- DIRECTION -
Please reproduce every one of the entries below, line for line, with no changes.

## Begin

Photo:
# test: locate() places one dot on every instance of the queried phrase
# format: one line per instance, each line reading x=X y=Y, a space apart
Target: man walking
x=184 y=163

## End

- RESULT OF THE EXERCISE -
Photo:
# test: locate() places one dot on every instance of the queried phrase
# format: one line per instance, each line reading x=X y=Y, a space apart
Target: man walking
x=184 y=163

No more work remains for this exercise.